::: Supplied passage

The Arizona Republic, by Richard Nilsen
Director Ib Andersen passes ‘Prodigal’ baton
Ib Andersen first danced George Balanchine’s “Prodigal Son” in 1986 and got rave reviews.
Ballet Arizona: “Balanchine Classics”
When: 8 p.m. June 11-13. Friday, 2 and 8 p.m. Saturday, 2 p.m. Sunday.
Where: Symphony Hall, 75 N. Second St., Phoenix.
Admission: $15-$119.
Details: 602-381-1096, balletaz.org.
“His acting is absolutely superb,” wrote New York Times critic Anna Kisselgoff.
“In the first scene, rebellious against his father, this prodigal is wonderfully restless, like a young colt barely restrained,” she wrote. “In his scenes with bald male revelers who strip him of his clothes and riches, he is hungry for experience.
“As he crawls back home, Mr. Andersen knows how to build toward a climax.”
Andersen, now retired from dancing and artistic director of Ballet Arizona, brings back his production of Balanchine’s “Prodigal Son” this week, along with Mr. B’s “The Four Temperaments,” with music by Paul Hindemith, and “Divertimento No. 15,” with music by Mozart.
Andersen was Balanchine’s last male star for whom the great ballet maker created several of his final masterpieces at the New York City Ballet.
So, it is odd to hear him badmouth acting, at least until you understand what he means by that.
“Acting to me is such an awful word,” he says. “Acting is like pretending.

::::::

= Directive =
Please print the part of the ballet article starting with "Where: Symphony Hall, 75" and going on through "critic Anna Kisselgoff.". The rows that come next are separate material, not part of the ballet article.

::: Recorded information

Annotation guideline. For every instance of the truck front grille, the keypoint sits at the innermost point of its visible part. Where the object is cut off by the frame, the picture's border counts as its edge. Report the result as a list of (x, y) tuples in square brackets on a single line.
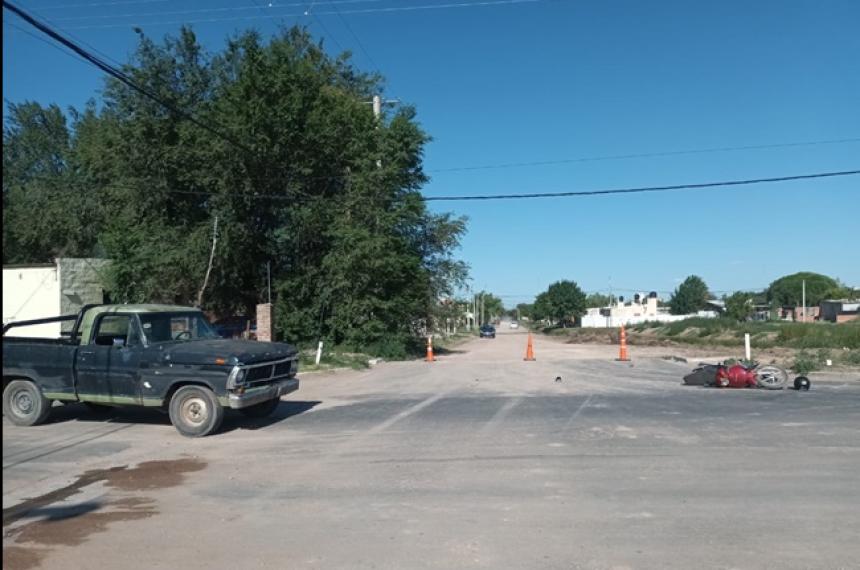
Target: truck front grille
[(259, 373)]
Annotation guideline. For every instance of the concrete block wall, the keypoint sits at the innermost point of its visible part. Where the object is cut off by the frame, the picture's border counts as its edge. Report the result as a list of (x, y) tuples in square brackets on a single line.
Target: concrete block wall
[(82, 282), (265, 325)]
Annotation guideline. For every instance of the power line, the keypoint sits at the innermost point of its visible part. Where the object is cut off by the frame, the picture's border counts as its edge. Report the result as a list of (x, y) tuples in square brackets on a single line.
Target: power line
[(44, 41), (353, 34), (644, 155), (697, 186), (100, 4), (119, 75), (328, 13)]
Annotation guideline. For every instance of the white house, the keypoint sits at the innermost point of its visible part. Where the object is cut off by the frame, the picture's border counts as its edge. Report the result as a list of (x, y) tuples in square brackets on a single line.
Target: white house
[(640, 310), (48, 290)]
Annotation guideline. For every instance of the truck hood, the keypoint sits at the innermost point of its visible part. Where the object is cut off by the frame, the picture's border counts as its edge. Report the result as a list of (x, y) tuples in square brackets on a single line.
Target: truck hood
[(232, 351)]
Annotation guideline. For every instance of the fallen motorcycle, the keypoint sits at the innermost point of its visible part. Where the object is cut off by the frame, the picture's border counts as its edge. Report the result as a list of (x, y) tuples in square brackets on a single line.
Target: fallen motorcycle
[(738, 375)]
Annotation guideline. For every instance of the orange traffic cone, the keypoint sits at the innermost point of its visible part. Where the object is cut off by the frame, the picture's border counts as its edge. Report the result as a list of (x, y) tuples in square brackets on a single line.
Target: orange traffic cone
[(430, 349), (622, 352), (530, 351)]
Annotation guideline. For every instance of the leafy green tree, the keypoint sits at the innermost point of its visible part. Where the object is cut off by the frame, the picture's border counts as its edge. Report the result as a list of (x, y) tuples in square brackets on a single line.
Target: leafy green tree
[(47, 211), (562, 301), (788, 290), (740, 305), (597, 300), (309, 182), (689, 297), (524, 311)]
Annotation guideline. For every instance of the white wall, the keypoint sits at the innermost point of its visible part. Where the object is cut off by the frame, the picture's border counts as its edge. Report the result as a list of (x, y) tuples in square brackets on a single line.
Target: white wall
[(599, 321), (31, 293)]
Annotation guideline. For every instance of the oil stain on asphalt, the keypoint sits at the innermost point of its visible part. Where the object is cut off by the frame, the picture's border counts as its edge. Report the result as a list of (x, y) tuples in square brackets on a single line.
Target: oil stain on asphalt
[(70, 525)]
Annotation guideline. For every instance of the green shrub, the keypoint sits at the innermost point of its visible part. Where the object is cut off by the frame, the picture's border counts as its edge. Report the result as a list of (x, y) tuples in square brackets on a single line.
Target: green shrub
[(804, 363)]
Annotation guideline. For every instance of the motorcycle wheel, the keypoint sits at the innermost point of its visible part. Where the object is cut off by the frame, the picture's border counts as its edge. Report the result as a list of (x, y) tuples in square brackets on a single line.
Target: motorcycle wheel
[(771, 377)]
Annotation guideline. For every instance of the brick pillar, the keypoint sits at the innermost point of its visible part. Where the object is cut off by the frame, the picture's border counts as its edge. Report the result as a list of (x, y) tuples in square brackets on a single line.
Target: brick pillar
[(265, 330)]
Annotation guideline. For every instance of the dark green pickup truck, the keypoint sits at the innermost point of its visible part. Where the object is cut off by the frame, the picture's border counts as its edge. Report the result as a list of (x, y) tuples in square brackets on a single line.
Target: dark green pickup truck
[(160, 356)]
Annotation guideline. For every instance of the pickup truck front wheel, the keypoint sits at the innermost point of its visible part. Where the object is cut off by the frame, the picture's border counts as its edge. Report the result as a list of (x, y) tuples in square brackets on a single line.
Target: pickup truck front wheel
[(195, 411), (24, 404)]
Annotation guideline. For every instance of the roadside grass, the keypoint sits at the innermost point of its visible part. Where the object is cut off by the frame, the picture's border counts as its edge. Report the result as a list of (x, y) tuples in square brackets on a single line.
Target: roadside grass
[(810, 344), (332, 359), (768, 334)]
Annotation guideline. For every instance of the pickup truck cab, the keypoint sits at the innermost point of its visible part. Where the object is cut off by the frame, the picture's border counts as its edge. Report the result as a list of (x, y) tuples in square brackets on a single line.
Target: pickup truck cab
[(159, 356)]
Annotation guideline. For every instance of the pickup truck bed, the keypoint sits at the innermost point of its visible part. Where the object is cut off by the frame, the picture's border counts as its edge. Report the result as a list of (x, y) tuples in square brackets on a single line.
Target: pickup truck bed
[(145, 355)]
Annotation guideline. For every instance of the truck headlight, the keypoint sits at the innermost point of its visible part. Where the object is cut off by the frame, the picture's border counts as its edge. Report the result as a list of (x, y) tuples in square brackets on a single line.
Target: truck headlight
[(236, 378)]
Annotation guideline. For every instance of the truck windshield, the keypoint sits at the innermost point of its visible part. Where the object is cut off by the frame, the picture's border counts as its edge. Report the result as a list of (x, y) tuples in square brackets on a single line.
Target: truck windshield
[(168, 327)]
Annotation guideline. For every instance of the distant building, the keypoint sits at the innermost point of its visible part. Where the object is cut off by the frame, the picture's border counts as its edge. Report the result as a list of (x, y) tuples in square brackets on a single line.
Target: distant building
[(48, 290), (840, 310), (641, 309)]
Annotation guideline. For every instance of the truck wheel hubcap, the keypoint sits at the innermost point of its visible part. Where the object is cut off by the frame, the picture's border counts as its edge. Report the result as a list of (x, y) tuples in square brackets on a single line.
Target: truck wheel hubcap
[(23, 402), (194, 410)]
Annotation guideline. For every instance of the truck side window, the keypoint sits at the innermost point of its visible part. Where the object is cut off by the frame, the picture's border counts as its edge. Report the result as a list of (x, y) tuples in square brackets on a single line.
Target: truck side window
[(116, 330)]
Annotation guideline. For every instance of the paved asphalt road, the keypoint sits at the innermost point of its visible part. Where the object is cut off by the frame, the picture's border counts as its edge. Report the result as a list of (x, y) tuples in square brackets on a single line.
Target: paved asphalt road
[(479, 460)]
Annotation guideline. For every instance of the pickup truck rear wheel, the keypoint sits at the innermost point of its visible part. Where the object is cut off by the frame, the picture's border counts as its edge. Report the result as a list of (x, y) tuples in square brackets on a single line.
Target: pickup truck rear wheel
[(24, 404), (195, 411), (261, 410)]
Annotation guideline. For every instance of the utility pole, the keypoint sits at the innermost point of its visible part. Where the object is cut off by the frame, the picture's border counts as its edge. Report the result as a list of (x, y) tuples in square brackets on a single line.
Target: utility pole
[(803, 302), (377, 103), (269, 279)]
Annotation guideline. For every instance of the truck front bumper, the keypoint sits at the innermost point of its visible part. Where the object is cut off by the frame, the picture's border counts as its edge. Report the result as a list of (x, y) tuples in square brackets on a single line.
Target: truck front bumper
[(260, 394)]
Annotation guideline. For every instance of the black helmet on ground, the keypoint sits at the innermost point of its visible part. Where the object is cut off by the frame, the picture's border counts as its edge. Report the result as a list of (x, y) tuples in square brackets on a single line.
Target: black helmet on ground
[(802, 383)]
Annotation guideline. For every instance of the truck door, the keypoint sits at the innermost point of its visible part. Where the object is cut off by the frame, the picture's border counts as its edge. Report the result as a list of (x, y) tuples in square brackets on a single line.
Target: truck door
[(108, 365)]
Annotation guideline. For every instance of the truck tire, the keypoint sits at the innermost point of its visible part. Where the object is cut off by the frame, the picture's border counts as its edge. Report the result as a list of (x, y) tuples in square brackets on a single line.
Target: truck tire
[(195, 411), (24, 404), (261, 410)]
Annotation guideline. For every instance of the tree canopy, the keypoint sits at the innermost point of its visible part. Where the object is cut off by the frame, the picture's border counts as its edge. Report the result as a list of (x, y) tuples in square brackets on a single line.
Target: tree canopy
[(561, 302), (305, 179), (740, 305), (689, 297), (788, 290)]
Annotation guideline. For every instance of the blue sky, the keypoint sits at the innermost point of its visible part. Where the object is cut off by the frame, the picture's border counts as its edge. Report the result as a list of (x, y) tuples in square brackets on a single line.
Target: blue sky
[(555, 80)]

::::::

= Response for this exercise =
Where: Symphony Hall, 75 N. Second St., Phoenix.
Admission: $15-$119.
Details: 602-381-1096, balletaz.org.
“His acting is absolutely superb,” wrote New York Times critic Anna Kisselgoff.